**** Extrait de page ****

Décidément j’aime beaucoup votre avatar, de qui est-ce ?
Merci de votre attention et de cette réponse fort intéressante. Bien joué sur la question du sens possible de la toile vierge, je m’incline.
En effet, je me situais volontairement dans la subjectivité, car il me semble que c’est dans ce cadre qu’intervient le geste incriminé, que je continue à défendre malgré tout, en tant qu’il relève selon moi non pas du vandalisme, mais bien du happening improvisé, certes non autorisé. Donc « horreur » déclarée de l’auteur pour avoir sa part au spectacle ainsi créé, et à la médiatisation subséquente, mais 1 € symbolique de dommages intérêts demandés au final, ce qui semble à la juste mesure du préjudice réel commis.
En revanche, des millions d’euros demandés par le galeriste, au nom de quoi ? De l’art pour l’art ? Ou du système qui, attribuant à certaines oeuvres une valeur démesurée, les réserve à une très rare « élite » bankable ?
Car leur prix astronomique est la seule raison pour laquelle ces éminents « collectionneurs », amateurs d’art avisés s’il en est , pourraient craindre de les prêter généreusement, afin que le bas peuple puisse admirer ces oeuvres impérissables qu’il ne saurait, sinon, approcher pour y poser son regard profane. Cela mettant dorénavant trop gravement en jeu l’investissement financier qu’ils ont voulu faire.
Sur ce terrain, il me semble pouvoir me situer dans un contexte plus général, or il est économique, et non artistique. A mon tour de retourner le propos : est-il bien acceptable que des oeuvres classiques et historiques puissent demeurer privées ? N’est-ce pas une forme de hold-up culturel par le pouvoir de l’argent, en un sens largement aussi grave que la destruction de statues, qu’un particulier richissime, ou une entreprise, puisse s’accaparer des oeuvres de portée universelle pour, à leur bon vouloir, les exposer ou bien les receler comme les 40 voleurs dans des caves à trésors ?
Il ne me suffirait pas qu’on réponde : c’est ainsi. Cette logique mercantile n’est pas fatale. De quelque nature qu’il soit, le bien public n’a aucune légitimité à être privatisé - et cela dépasse largement le simple cadre de l’art, ce que je pourrais développer, mais restons dans le sujet. Ce qu’il y a de particulier dans ce milieu, c’est le fait que la valeur artistique soit elle-même a priori déterminée par la valeur commerciale, ce que j’essayais d’expliquer dans mon premier post.

****

Transcrivez sans la moindre modification tout ce qui, dans le commentaire sur l'art et l'argent, va de « Décidément j’aime beaucoup » jusqu'à « vierge, je m’incline. » inclus.

**** Entrées extraites ****

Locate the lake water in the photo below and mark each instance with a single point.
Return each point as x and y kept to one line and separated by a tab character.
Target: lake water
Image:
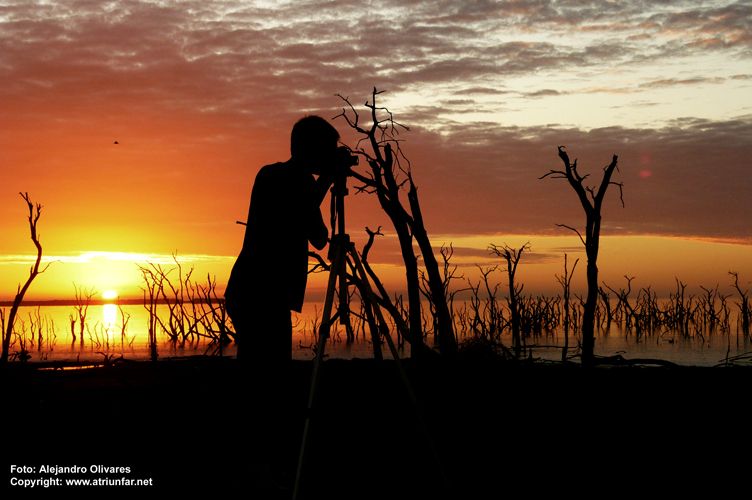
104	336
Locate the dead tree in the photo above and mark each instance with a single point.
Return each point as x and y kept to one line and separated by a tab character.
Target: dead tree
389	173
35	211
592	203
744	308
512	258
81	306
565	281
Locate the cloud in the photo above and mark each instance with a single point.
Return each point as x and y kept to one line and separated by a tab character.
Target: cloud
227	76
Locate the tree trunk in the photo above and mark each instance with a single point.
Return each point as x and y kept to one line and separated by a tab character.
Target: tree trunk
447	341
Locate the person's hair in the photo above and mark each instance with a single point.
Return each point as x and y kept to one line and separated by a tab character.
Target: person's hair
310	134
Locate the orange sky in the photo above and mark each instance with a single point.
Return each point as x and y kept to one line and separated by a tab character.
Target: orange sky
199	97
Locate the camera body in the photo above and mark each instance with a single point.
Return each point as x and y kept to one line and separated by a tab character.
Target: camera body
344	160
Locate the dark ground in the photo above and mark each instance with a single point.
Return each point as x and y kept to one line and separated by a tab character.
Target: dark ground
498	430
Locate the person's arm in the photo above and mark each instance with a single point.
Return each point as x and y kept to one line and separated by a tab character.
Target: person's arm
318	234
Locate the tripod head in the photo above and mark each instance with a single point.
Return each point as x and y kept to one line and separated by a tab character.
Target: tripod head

****

• _Réponse produite_:
Décidément j’aime beaucoup votre avatar, de qui est-ce ?
Merci de votre attention et de cette réponse fort intéressante. Bien joué sur la question du sens possible de la toile vierge, je m’incline.